**WHAT TO PRODUCE**
Every line of the data below must be given again exactly.

Records excerpted from a collection:
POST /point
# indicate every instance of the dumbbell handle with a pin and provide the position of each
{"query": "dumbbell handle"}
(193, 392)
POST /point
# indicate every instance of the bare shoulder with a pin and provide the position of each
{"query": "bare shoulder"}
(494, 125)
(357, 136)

**EXERCISE RESULT**
POST /point
# indicate every instance of the dumbbell handle with a pin and provide the position of each
{"query": "dumbbell handle"}
(193, 392)
POST /point
# indicate every instance of the bare shoulder with a pin and provide the position of each
{"query": "bare shoulder"}
(494, 125)
(357, 136)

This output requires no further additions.